-- Task goal --
Your job is to return each record exactly, minus any pictures.

(Given records begins)

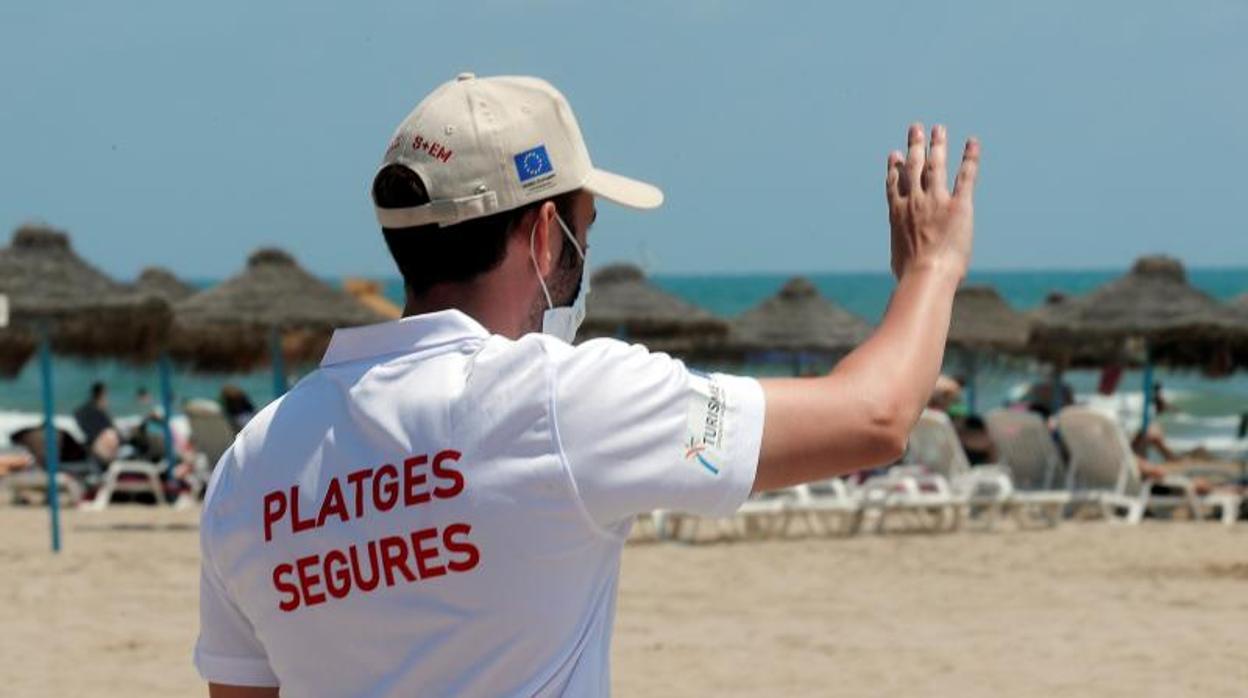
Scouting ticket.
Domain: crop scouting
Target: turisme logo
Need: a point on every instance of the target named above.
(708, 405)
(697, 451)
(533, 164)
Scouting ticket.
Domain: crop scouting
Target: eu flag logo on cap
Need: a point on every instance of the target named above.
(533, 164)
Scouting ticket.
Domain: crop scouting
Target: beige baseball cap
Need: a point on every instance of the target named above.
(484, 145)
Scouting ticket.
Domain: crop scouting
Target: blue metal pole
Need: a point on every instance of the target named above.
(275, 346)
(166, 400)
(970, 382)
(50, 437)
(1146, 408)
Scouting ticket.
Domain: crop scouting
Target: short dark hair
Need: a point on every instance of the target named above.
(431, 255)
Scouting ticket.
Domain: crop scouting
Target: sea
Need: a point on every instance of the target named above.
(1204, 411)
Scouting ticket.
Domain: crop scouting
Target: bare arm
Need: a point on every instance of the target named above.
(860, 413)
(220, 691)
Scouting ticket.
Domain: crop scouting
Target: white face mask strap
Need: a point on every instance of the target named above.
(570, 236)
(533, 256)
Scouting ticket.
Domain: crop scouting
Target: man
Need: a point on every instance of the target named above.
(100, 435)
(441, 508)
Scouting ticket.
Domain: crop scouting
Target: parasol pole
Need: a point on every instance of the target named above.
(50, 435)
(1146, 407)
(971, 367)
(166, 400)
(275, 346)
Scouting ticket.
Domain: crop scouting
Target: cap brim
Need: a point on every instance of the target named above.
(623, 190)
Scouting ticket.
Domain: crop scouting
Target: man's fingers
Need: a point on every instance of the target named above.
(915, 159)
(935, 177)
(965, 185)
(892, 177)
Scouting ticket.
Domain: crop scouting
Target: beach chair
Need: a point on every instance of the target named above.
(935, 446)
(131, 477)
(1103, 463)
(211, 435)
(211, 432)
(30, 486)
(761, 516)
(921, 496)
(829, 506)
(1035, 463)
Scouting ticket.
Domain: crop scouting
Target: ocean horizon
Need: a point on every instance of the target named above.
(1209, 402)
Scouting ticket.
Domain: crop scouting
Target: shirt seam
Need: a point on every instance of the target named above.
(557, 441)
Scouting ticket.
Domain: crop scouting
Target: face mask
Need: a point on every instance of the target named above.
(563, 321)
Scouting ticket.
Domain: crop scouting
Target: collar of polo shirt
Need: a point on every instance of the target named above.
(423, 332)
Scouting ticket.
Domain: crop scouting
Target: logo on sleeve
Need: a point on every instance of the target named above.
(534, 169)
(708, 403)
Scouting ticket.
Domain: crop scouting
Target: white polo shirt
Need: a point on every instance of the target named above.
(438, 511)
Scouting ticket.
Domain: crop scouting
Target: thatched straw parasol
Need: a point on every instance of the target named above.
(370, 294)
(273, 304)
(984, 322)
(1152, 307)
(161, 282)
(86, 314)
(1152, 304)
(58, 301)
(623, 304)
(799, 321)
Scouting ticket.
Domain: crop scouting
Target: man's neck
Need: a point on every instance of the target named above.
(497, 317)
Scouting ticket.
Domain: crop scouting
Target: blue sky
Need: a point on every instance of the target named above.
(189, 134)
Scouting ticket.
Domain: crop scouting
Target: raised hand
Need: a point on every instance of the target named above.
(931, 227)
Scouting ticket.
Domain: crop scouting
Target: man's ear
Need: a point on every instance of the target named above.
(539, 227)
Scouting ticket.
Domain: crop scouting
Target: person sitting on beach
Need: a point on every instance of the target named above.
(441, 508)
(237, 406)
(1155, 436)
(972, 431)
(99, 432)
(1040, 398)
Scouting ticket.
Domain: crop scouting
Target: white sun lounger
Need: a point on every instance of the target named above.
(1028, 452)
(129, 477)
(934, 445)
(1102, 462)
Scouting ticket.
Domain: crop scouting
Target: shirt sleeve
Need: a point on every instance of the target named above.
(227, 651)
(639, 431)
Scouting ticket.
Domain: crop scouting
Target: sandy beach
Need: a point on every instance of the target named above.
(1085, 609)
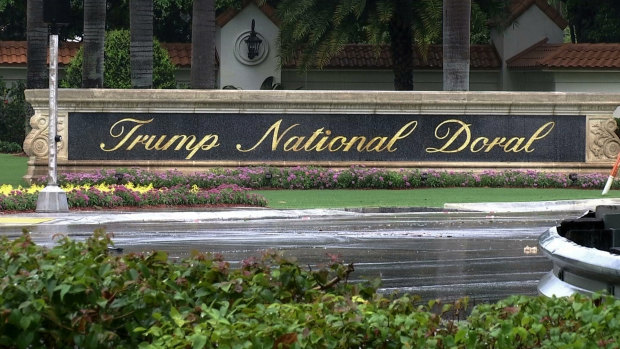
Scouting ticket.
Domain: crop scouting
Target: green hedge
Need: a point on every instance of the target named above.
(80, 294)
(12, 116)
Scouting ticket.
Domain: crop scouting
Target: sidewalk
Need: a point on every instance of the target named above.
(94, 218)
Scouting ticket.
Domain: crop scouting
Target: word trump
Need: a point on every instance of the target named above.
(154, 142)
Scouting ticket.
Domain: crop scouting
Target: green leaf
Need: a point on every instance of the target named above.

(Given records ends)

-- Written reply --
Scouting ticket.
Domain: crop scouting
Target: turisme logo
Need: a point on every instance of the target named above.
(708, 405)
(697, 451)
(533, 164)
Scouting ticket.
Domain: crop scouting
Target: eu flag logo on cap
Need: a point on every instance of the target named above.
(533, 164)
Scouting ticket.
Domain: crop scouting
Target: beige baseball cap
Need: a point on every instance of the target named above.
(484, 145)
Scouting ticket.
Domain: crop scouting
Target: blue metal pole
Need: a point on every instance of the target named above.
(275, 346)
(166, 400)
(970, 382)
(50, 437)
(1146, 408)
Scouting ticket.
Domain: crop scouting
Target: short dark hair
Need: a point on every instance of the target named above.
(431, 255)
Scouting ticket.
Domain: crop scouting
Target: sea
Need: a point on every instance of the target named above.
(1204, 411)
Scouting ticket.
Domain: crop scouting
Target: bare arm
Need: a point on every instance of the target named above.
(860, 413)
(220, 691)
Scouting ticket.
Domain: crop scouting
Target: white face mask strap
Need: a point on every instance of the target named above.
(570, 236)
(533, 256)
Scouting ticket.
Domain: crop scouting
Target: man
Need: a point on every instance of the target named above.
(100, 435)
(441, 508)
Scouting ticket.
Domain: crop scouting
Target: parasol pole
Need: a point on every instance of the target named above.
(50, 435)
(1146, 407)
(971, 367)
(166, 400)
(275, 346)
Scouting ticket.
Domain: crop scouting
Target: cap brim
Need: a point on every instance of the target named above.
(623, 190)
Scouting ticket.
Domain: crop scouting
Target: man's fingers
Need: a point on every instance of the target named above.
(915, 159)
(935, 177)
(965, 185)
(892, 177)
Scouting ticket.
Domain: crop scouting
Target: beach chair
Need: a point on every instance of the target named above.
(935, 446)
(131, 477)
(1103, 463)
(211, 435)
(211, 432)
(30, 486)
(761, 516)
(921, 496)
(829, 506)
(1035, 463)
Scouting ticket.
Domain: crop scouting
Target: ocean horizon
Need: a point on every instance of the target named above.
(1209, 402)
Scouting ticket.
Domain: crop scouting
Target: shirt seam
Need: a point on every instance of the target named above.
(557, 441)
Scouting ticket.
Domain: crop scouting
Target: face mask
Need: a point on every instance of the target named above.
(563, 321)
Scouting ticket.
Domain: crop scouting
Target: collar of polo shirt
Need: a point on every instance of the target named above.
(423, 332)
Scouting ticket.
Domain: crop scouting
Target: logo on sleeve
Need: a point on every instance of the target named above.
(534, 169)
(708, 403)
Scouting ticket.
Domain: crop scouting
Target: white polo shirt
Need: a point on every instance of the target named above.
(438, 511)
Scouting ticket.
Domain: crop scouting
Target: thatched straw parasol
Need: a point on every instance of the target named above.
(370, 294)
(273, 304)
(984, 322)
(1152, 307)
(161, 282)
(86, 314)
(1152, 304)
(58, 301)
(623, 304)
(799, 321)
Scouting ticket.
Domain: crop scouting
Target: man's neck
Need: a point on every instance of the target named above.
(497, 317)
Scouting ticket.
Domain: crop scouting
Target: blue sky
Need: a point on every instance of the target named above.
(189, 134)
Scouting ticket.
Domain: crop scouting
Target: raised hand
Need: a point on every instance of the target named above.
(931, 227)
Scouting ticket.
Domain: crop scouting
Target: man's ear
Need: a point on every instance of the target named above.
(539, 227)
Scouting ticket.
Domain: crop scouting
Target: person sitting on beach
Need: a point on every instance of the target named above.
(441, 508)
(237, 406)
(1155, 436)
(972, 431)
(99, 432)
(1040, 398)
Scouting ticket.
Domain: crop scouting
Target: white sun lounger
Need: a point on every instance of the target named above.
(1028, 452)
(129, 477)
(934, 445)
(1102, 462)
Scouting ticket.
Domain: crop scouting
Target: shirt sleeve
Need: a point on every instance of the target named above.
(227, 651)
(639, 431)
Scouting ticket.
Domain: crop scouting
Target: sandy beach
Need: a point on every instance of the target named above.
(1085, 609)
Scouting ticket.
Domain: crop scouting
Target: green hedge
Need: a point on every instance of the target named above.
(80, 294)
(12, 116)
Scouting ticket.
Domain: crop scouting
Target: sidewalk
Need: a point on every instance of the target named above.
(94, 218)
Scouting ticket.
Domain: crop scouting
Target: word trump
Need: a point on every instance of the target named above.
(154, 142)
Scouting ticket.
Domain: crop scouting
Target: green leaf
Need: a point on every instance of the target named above.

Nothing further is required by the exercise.